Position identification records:

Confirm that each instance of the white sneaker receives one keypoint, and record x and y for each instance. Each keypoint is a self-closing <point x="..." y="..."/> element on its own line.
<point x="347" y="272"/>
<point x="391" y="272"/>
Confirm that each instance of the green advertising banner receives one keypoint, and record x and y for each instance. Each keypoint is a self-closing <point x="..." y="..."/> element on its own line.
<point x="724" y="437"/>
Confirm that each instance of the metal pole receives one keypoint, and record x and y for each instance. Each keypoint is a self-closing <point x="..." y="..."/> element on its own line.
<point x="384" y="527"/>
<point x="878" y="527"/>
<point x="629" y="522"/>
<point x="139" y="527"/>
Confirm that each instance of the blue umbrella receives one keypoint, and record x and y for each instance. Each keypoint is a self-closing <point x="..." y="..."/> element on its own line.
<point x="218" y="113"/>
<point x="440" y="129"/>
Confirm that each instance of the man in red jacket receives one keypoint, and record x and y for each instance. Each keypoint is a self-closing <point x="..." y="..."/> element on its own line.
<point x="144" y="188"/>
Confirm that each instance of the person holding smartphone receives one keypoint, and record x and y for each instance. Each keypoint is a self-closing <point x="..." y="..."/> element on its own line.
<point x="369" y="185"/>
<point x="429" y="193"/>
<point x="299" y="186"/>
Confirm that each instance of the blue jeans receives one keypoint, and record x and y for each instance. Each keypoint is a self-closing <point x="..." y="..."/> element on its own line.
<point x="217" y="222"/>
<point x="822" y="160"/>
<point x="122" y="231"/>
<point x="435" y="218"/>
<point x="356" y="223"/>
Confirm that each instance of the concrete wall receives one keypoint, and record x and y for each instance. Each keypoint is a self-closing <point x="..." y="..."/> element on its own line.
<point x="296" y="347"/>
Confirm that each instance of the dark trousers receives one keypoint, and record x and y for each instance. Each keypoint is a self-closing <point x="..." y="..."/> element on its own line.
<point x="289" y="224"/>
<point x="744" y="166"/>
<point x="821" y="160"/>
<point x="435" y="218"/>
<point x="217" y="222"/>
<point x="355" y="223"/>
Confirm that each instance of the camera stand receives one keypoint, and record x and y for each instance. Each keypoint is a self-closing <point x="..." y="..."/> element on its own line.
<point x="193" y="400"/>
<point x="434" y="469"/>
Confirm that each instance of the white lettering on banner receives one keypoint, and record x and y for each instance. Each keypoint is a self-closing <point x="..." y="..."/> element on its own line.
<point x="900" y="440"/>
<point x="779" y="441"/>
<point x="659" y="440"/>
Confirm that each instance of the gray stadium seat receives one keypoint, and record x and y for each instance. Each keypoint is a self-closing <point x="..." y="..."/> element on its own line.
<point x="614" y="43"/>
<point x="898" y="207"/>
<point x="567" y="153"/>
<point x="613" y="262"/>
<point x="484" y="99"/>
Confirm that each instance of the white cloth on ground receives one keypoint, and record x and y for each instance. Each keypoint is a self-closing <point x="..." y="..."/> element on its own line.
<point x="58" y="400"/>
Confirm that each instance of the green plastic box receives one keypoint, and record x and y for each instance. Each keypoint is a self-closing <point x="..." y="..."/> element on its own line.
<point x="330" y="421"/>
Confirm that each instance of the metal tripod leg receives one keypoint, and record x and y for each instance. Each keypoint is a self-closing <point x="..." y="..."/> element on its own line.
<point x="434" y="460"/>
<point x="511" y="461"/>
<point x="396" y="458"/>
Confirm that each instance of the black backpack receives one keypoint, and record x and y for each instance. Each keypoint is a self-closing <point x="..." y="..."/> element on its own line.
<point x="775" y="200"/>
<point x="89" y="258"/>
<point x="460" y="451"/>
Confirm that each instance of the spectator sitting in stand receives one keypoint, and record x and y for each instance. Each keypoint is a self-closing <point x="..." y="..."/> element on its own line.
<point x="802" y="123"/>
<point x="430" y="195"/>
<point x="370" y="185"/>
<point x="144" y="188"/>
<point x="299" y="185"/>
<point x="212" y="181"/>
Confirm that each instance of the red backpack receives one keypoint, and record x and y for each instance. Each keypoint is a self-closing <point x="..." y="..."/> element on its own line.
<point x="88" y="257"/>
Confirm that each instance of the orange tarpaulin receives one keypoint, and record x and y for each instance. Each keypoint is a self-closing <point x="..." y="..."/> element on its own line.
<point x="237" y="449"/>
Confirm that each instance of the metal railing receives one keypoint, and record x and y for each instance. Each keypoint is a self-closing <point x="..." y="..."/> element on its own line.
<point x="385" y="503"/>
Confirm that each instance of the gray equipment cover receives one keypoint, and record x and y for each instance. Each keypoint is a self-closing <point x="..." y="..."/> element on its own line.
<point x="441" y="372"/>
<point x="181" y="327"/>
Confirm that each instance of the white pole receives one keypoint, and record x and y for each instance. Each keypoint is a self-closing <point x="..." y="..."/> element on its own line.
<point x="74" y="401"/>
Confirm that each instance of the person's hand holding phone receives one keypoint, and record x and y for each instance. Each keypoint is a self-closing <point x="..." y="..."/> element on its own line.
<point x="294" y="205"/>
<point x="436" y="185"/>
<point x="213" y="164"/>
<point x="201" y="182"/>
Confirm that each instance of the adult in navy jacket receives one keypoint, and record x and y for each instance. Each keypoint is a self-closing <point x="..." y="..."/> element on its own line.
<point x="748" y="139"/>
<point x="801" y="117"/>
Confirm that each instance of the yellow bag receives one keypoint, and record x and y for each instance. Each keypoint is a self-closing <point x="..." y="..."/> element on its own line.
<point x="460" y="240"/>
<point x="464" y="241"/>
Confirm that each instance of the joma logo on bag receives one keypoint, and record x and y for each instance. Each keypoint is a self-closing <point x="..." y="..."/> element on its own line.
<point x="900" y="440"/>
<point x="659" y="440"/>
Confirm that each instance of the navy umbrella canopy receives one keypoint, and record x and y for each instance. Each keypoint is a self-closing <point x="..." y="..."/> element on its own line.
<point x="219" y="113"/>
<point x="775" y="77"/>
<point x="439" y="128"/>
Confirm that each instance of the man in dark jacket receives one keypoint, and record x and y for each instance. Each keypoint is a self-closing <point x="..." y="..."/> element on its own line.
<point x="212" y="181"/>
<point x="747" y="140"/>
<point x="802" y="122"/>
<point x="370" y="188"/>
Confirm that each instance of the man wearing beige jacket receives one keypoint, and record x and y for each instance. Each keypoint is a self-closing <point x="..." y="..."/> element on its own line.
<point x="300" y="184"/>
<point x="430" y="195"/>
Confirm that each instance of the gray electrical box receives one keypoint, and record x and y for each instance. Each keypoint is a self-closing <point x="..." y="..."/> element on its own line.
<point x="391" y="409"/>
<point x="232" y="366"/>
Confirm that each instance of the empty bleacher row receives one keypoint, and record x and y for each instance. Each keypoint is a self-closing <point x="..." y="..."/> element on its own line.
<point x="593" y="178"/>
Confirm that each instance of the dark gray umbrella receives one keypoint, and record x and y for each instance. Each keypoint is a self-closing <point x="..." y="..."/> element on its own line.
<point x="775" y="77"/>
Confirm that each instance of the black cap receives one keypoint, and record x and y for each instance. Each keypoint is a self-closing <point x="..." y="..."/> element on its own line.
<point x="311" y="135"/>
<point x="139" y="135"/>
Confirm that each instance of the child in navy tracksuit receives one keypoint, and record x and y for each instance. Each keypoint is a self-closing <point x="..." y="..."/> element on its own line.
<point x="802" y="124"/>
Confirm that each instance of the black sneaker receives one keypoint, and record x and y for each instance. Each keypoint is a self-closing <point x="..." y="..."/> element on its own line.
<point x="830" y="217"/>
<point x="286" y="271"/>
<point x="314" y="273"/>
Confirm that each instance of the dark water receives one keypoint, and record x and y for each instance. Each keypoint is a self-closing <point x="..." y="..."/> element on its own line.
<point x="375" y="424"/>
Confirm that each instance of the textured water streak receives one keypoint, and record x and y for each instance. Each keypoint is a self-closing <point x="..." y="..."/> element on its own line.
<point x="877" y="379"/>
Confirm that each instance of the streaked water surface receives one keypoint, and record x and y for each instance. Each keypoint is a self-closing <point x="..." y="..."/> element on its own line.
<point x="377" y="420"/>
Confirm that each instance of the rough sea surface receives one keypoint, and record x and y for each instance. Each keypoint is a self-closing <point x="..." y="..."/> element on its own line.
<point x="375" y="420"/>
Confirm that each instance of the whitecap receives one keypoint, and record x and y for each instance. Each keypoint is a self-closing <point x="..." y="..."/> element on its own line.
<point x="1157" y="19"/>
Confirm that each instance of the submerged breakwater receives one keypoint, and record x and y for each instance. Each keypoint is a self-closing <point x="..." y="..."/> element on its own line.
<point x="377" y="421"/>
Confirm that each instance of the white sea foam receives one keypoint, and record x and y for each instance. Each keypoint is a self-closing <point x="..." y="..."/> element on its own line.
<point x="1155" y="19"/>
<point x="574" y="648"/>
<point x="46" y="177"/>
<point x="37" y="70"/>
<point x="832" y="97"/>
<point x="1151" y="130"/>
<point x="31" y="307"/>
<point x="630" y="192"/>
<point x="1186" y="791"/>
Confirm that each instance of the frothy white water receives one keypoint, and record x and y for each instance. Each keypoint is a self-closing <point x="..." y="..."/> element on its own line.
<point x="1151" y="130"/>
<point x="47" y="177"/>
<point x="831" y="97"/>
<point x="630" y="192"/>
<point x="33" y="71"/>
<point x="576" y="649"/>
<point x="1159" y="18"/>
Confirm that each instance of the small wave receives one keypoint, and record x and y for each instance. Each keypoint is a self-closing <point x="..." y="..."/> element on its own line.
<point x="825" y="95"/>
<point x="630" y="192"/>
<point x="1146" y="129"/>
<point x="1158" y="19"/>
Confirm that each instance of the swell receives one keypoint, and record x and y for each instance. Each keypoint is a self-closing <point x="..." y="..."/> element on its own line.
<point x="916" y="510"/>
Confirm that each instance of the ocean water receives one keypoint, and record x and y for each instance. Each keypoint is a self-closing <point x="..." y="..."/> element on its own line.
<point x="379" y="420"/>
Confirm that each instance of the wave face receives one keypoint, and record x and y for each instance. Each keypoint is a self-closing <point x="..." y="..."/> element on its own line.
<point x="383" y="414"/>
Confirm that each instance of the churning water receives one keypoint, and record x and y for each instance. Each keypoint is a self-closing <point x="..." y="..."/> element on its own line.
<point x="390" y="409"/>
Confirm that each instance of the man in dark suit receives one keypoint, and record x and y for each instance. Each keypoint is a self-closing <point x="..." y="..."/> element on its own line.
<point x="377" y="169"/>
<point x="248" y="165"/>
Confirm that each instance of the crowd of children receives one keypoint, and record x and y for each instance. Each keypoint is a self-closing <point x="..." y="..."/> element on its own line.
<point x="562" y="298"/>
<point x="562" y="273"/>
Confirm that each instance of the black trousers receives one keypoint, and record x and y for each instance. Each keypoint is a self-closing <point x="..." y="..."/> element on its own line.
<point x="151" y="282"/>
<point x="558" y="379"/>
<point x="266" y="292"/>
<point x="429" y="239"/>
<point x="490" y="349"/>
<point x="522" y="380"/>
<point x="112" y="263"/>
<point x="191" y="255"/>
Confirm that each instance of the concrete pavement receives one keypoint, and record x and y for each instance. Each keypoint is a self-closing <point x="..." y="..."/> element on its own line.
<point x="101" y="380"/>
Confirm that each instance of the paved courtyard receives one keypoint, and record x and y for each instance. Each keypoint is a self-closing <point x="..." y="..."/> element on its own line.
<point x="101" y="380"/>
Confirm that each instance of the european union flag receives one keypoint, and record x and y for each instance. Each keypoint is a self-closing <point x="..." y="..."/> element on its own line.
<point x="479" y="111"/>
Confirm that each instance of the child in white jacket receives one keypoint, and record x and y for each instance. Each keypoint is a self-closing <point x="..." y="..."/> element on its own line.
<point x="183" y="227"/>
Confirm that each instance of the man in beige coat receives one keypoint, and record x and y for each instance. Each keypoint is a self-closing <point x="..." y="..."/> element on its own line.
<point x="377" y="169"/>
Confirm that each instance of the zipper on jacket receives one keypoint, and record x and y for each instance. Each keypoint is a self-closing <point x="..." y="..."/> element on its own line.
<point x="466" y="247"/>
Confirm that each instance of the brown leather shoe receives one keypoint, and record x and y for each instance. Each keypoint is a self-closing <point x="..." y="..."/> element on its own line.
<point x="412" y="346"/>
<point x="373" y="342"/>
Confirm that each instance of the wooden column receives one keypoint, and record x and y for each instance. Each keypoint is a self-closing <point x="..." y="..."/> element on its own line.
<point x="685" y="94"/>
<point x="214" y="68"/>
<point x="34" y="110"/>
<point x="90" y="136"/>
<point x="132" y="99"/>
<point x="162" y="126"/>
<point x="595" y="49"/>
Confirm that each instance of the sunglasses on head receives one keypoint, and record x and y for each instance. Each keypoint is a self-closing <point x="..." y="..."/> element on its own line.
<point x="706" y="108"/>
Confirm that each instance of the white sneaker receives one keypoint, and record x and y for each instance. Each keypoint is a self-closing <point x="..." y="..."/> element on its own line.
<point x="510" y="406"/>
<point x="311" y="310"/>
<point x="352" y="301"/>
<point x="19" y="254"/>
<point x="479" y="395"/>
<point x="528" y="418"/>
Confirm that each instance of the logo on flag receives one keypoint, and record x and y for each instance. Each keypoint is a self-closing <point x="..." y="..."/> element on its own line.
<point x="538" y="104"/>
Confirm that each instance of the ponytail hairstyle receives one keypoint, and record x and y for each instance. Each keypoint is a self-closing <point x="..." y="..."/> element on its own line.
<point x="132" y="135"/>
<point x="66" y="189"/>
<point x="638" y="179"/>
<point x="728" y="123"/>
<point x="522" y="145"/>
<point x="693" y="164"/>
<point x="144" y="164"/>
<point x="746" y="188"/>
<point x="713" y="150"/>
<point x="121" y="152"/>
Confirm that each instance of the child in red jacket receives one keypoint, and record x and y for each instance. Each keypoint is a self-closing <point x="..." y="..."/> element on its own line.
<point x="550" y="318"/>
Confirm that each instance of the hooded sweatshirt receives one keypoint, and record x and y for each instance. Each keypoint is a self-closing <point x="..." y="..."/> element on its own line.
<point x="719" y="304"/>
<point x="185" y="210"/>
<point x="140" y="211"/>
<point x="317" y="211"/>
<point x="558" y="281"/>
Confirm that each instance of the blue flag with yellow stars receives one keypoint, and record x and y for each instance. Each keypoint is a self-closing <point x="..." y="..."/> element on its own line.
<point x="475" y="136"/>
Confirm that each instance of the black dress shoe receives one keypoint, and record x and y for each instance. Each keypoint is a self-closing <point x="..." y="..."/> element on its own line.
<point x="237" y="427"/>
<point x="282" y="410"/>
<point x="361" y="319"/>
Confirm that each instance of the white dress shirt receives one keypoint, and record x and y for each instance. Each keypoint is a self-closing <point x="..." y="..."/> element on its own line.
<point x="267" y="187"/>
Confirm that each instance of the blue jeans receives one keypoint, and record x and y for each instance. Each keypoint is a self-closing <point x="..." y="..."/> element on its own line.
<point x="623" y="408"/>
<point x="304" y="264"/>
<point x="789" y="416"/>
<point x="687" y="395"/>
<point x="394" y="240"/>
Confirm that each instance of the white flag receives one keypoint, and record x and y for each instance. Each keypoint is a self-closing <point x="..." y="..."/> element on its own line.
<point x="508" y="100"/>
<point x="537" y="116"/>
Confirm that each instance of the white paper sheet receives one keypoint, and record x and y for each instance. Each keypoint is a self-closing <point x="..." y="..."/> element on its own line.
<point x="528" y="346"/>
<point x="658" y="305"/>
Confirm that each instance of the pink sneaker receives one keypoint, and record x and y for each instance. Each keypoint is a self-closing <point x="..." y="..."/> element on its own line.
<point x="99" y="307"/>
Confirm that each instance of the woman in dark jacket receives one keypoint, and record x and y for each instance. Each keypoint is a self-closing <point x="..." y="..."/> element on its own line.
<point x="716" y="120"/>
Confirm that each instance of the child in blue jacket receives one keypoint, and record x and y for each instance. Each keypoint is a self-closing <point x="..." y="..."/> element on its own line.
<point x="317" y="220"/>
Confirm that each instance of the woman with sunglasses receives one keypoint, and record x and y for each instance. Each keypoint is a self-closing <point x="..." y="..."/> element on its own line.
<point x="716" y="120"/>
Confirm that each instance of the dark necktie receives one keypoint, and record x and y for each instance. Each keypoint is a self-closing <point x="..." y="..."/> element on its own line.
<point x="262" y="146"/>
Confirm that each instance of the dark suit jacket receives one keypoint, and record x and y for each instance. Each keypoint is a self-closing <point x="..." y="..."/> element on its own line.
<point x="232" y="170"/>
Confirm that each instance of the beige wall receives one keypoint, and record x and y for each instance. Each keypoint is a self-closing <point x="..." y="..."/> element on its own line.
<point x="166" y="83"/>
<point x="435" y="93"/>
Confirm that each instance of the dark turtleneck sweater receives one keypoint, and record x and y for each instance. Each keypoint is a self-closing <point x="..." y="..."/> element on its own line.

= Requirements =
Copy, character for character, the lines from the line that holds "Confirm that each instance of the beige" through the final line of the records above.

= Response to the task =
Confirm that each instance of the beige wall receives one keypoint, and record x and y for each instance. Each keypoint is a self-closing <point x="..." y="..."/> element on its own line.
<point x="166" y="83"/>
<point x="435" y="93"/>
Confirm that each instance of the dark turtleneck sweater receives one keypoint, and record x and y for each instance. Each keypoint is a self-closing <point x="..." y="..."/> element on its own line.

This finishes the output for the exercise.